___ PROVIDED RECORDS

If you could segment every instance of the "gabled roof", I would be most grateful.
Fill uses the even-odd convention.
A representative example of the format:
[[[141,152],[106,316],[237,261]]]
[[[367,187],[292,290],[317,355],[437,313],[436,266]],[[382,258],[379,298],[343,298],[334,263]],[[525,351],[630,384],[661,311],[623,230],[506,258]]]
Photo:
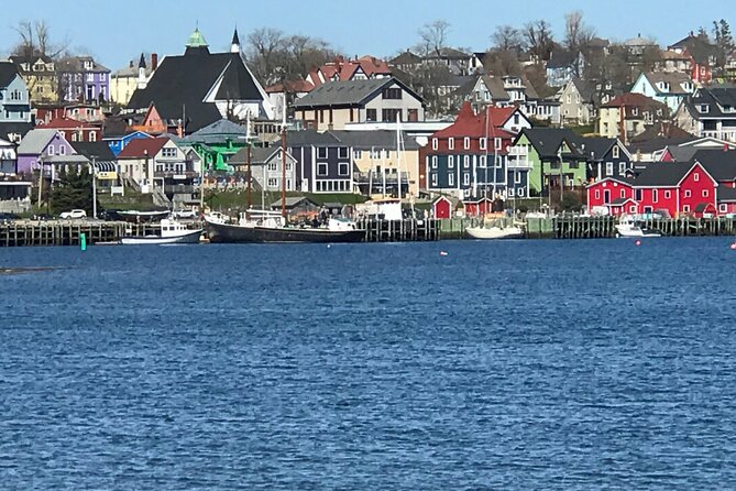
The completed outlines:
[[[18,145],[18,154],[41,154],[57,133],[56,130],[35,129],[29,131],[21,140],[21,144]]]
[[[421,100],[403,81],[394,77],[367,80],[330,81],[323,84],[294,102],[295,108],[359,106],[371,100],[384,87],[397,84],[402,89]]]
[[[18,75],[18,66],[14,63],[0,62],[0,88],[8,87]]]
[[[136,138],[118,154],[118,159],[143,159],[146,155],[154,157],[161,149],[168,142],[167,137],[163,138]]]

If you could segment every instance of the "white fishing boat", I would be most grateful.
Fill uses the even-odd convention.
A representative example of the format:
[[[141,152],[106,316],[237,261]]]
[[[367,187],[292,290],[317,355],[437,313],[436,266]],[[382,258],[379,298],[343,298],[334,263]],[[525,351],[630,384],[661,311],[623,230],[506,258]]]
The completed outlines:
[[[166,243],[197,243],[201,229],[191,230],[176,220],[161,220],[161,233],[143,237],[123,237],[120,243],[124,246],[166,244]]]
[[[523,239],[521,227],[468,227],[468,234],[473,239]]]
[[[628,237],[662,237],[662,234],[657,230],[641,227],[635,220],[622,217],[620,221],[616,223],[616,238]]]

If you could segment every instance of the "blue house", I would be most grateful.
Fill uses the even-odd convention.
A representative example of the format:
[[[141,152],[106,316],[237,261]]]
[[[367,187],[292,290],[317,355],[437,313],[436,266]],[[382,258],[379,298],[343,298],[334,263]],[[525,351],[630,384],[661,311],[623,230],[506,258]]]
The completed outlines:
[[[303,193],[353,193],[353,149],[330,132],[290,131],[289,154],[296,159],[296,188]]]
[[[0,122],[31,122],[29,88],[12,62],[0,62]]]
[[[139,138],[153,138],[153,137],[151,137],[149,133],[144,133],[143,131],[132,131],[125,134],[103,137],[102,141],[107,142],[113,155],[118,156],[118,154],[122,152],[125,145],[128,145],[128,143]]]

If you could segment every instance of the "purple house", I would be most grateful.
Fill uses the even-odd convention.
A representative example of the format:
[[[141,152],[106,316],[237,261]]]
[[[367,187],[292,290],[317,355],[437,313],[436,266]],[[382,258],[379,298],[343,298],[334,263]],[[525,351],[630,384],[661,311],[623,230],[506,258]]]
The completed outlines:
[[[91,56],[73,56],[56,64],[59,96],[65,101],[100,102],[110,97],[110,70]]]
[[[77,155],[74,148],[56,130],[29,131],[17,150],[18,174],[30,174],[42,164],[47,174],[55,176],[62,168],[75,166],[79,170],[89,163],[84,155]]]
[[[296,188],[305,193],[352,193],[352,146],[329,131],[290,131],[286,137],[296,159]]]

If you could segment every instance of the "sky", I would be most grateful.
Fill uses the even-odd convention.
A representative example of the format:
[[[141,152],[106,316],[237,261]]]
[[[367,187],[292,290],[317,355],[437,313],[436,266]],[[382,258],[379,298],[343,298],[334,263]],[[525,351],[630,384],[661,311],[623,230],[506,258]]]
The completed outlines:
[[[242,37],[276,28],[329,42],[349,56],[391,57],[417,44],[418,30],[435,20],[450,23],[448,44],[485,51],[497,25],[537,19],[562,39],[564,13],[579,10],[601,37],[625,41],[641,34],[667,45],[725,18],[736,22],[730,0],[127,0],[124,2],[25,0],[4,9],[0,53],[8,55],[22,21],[44,20],[52,41],[68,40],[111,70],[142,52],[175,55],[199,26],[210,51],[227,51],[237,26]],[[736,26],[735,26],[736,29]]]

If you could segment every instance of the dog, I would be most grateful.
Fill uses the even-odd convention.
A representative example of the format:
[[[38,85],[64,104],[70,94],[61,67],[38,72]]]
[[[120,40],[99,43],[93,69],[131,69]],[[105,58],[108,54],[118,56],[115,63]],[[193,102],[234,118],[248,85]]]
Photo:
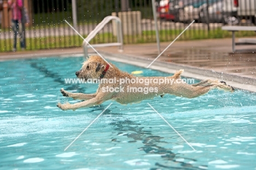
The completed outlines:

______

WHAT TO WORK ON
Locate each line in the records that contains the word "instance", and copy those lines.

RESULT
If you could segment every instance of the "gabled roof", I would be most grateful.
If you could segment every instance of the "white fishing boat", I would be most grateful.
If you could segment every instance of the "blue house", I would be most grateful.
If you could segment every instance of the "purple house", I would be most grateful.
If you could segment every instance of the "sky", I would be most grateful.
If you could segment every instance of the dog, I would be most grateful.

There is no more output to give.